DIRECTION —
Do the following statements agree with the forum thread about the cats? For each, answer yes or no and quote the words from the thread that decide it.
1. The older kitten hissed at the younger kittens.
2. The first suggested visit is about an hour long.
3. The supermom mentioned in the thread was a brown torbie.

PASSAGE TO READ —
—————

It's when she thinks that we are trying to touch HER, which we've never tried to do so as not to frighten her (rather than her touching us) that she goes on the defensive. It's so weird really, 99% of the time she doesn't care that we clean right up to where she is but I think that she just has moments where she thinks that you're going to touch her or something. She's been here for about a few months now and this has happened like twice only. 

My question about the time I just mean like how long each day should I have the older kitten in the crate in that room? I don't think she'd like to be locked in there for even an hour a day. Am I wrong or is it fine for that long even if I'm there with her?

Thanks for the videos! I'm going to check them now.


----------



## catloverami (Jul 5, 2010)

A short visit at the beginning, say 10-15 mins. Will be interested in hearing momcat's reaction to her.


----------



## mailyn (Sep 23, 2010)

thanks so much! I'm going to do that tomorrow first thing since mom and babies are sleeping now. Here are a couple of pics I took of them earlier today


----------



## catloverami (Jul 5, 2010)

Lovely brown torbie momacat...yes they are wonderful mothers---sometimes too much so! and can be spunky. The supermom I was telling you about was a blue torbie. Momacat's kitties certainly look old enough to be adopted out now. Is her milk drying up? It should be if you're not letting them nurse more than once a day. Very cute kitties, 2 red mackeral tabby & white, and 2 black & white bicolors. You shouldn't have any trouble having them adopted/sold. They should be vet checked, wormed and have first shots before going to new homes. Thanks for sharing the pics.


----------



## catloverami (Jul 5, 2010)

Actually one of kitties looks like a brown tabby & white bicolor. Hard to tell from head-on pic whether the tabby pattern is classic or mackeral.


----------



## mailyn (Sep 23, 2010)

Here's what happened so far: we left both the doors to my office and my bedroom (they are right in front of each other) a little bit open so that the younger kitties would wander outside in the hall and the older kitty would perhaps come out of my room too (to see how they would react). Well, the older kitten hissed at the younger kittens. She didn't like them at all. The younger kittens were more interested in exploring the hall so they didn't care what went on with the older kitten (who promptly ran and hid under my bed).

Here's the new dilema, we are thinking that if we put the older kitten in the crate so we can re-introduce her to mom the older kitten will start hissing since we are fairly sure that the younger kittens will want to snoop around the crate as well. If she didn't like the younger kittens when she was free to leave I think she'd like them even less if she is stuck in a crate. Then, if she hisses at them won't the mom cat hiss ate her? Cuz, you know, she is still attatched to the younger ones and maybe doesn't remember her older kitten. Ugh. This is so complicated.

—————

Rows from a dataset

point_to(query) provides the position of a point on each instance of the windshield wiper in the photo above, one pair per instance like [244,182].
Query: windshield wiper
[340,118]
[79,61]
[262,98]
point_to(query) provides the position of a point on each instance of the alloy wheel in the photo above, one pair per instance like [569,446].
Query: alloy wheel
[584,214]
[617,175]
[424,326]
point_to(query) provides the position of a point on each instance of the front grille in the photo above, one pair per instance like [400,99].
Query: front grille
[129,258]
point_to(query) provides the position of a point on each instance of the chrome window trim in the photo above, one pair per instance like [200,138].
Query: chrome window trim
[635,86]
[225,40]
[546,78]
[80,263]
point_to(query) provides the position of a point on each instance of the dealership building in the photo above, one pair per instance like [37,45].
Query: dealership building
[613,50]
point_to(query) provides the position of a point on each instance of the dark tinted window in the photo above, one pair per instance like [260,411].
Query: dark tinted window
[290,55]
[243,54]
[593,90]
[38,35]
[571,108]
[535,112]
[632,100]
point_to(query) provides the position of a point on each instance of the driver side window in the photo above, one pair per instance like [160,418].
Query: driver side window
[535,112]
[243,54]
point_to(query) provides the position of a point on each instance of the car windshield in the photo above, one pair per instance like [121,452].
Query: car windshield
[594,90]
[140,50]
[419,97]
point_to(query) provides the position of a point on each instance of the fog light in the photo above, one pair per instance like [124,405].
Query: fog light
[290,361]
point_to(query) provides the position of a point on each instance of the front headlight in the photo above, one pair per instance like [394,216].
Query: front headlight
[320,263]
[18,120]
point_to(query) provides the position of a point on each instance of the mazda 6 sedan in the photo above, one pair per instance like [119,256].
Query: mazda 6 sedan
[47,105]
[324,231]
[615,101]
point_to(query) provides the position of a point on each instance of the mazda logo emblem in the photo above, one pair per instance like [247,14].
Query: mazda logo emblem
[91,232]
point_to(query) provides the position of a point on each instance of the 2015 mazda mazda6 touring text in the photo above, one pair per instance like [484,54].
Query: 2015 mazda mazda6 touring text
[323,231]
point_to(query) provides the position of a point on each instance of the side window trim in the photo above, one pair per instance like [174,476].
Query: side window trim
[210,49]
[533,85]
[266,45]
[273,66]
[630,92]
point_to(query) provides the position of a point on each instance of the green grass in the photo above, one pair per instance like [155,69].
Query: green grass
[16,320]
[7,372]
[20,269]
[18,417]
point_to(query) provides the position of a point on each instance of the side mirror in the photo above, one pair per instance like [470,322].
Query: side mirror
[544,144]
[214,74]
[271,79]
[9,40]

—————

RESPONSE TO THE TASK —
1. Yes: "the older kitten hissed at the younger kittens."
2. No: "A short visit at the beginning, say 10-15 mins."
3. No: "The supermom I was telling you about was a blue torbie."